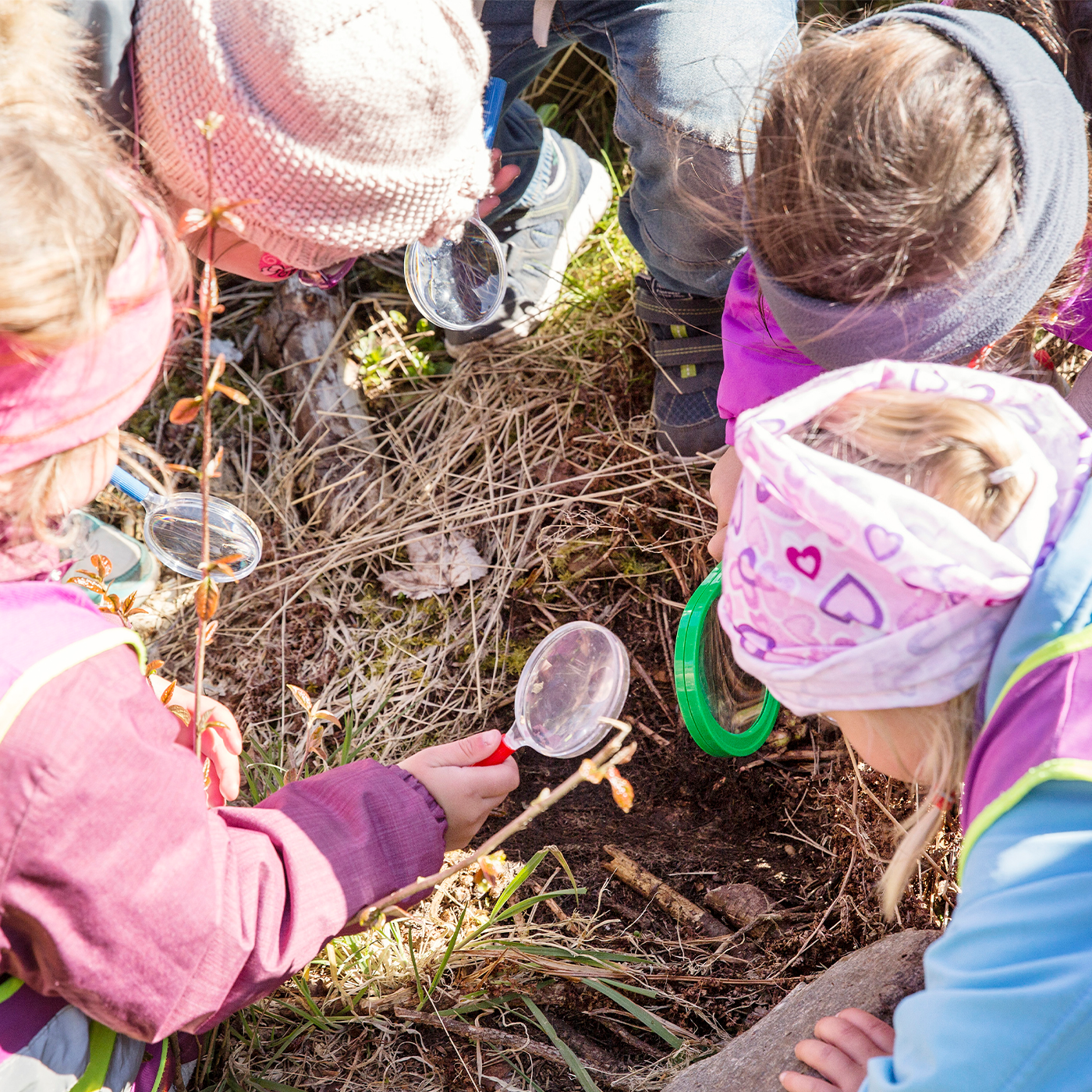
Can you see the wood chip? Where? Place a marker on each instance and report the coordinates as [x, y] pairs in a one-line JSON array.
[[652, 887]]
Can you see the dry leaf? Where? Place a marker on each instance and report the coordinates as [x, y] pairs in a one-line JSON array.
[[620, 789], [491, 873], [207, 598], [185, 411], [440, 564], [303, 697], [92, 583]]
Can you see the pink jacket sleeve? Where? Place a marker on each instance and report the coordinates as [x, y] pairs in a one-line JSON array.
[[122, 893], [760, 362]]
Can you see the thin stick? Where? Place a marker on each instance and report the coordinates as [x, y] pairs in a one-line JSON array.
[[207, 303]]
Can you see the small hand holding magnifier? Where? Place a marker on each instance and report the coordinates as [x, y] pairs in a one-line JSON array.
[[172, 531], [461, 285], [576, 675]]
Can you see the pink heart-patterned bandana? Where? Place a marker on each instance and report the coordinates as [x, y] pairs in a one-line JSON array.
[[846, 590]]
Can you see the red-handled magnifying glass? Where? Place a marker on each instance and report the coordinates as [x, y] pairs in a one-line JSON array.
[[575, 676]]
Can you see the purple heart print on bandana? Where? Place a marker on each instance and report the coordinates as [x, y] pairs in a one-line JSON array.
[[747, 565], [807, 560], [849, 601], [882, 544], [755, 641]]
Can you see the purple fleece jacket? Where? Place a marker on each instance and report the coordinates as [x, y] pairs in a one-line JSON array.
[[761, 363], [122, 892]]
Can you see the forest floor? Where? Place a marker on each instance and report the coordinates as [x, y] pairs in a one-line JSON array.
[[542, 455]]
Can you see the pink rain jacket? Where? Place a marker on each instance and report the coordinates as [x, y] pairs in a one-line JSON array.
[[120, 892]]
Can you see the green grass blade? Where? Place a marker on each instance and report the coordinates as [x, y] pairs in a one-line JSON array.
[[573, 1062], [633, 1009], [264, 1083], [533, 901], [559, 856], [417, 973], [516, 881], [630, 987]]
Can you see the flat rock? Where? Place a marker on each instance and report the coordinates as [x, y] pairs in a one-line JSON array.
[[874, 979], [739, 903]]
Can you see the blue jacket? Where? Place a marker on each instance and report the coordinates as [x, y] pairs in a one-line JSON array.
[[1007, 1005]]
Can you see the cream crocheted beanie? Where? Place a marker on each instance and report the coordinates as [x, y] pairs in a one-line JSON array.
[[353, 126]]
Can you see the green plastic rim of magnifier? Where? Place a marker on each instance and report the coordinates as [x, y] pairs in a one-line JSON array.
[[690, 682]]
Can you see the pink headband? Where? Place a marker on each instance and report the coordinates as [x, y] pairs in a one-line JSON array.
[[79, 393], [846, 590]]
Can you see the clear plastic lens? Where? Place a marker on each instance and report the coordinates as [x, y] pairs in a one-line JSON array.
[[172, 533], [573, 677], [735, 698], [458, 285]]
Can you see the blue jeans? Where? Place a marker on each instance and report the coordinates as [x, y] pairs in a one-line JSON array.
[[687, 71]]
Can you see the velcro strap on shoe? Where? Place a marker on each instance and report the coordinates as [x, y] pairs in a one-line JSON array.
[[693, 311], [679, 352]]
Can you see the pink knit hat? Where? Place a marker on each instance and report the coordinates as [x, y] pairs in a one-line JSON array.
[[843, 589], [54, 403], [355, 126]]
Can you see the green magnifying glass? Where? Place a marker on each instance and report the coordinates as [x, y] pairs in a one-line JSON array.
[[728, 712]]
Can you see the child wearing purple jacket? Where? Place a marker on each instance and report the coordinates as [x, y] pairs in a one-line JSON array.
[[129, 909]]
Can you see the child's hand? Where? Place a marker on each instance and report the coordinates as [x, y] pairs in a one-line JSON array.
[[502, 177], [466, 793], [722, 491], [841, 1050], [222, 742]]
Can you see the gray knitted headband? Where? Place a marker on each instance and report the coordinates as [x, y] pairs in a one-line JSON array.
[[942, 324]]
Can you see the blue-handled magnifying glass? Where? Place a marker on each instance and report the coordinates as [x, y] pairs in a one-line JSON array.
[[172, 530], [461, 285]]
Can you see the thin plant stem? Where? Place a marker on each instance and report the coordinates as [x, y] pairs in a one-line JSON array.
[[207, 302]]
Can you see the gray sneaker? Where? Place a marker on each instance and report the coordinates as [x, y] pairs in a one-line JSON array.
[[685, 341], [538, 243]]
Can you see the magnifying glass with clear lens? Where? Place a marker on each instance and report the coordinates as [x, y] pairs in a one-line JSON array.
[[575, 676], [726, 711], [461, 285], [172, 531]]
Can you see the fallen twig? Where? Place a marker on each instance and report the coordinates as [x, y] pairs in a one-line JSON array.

* **The task**: Rewrite the listing above, starting at its beginning and stopping after the line that contains "[[122, 893], [760, 362]]". Keep the requests unchanged, add 119 to every coordinate in the answers, and leave out the pictures.

* **Answer for the task**:
Can you see the wood chip? Where? Place a marker on each instance and report the coordinates as [x, y] pairs in a one-line JSON array.
[[771, 1006]]
Can you see the dry leaf? Where? Place a marker on each instance and report the coordinates as [x, y] pairs in a one-line JSON array.
[[739, 908], [610, 992], [326, 717], [304, 530], [559, 683], [422, 816], [211, 702]]
Can you see the pink jacket sleeve? Where? Place a marker on each instance and report the coordinates as [x, y] pairs in a one-line JSON array.
[[241, 1012], [879, 481]]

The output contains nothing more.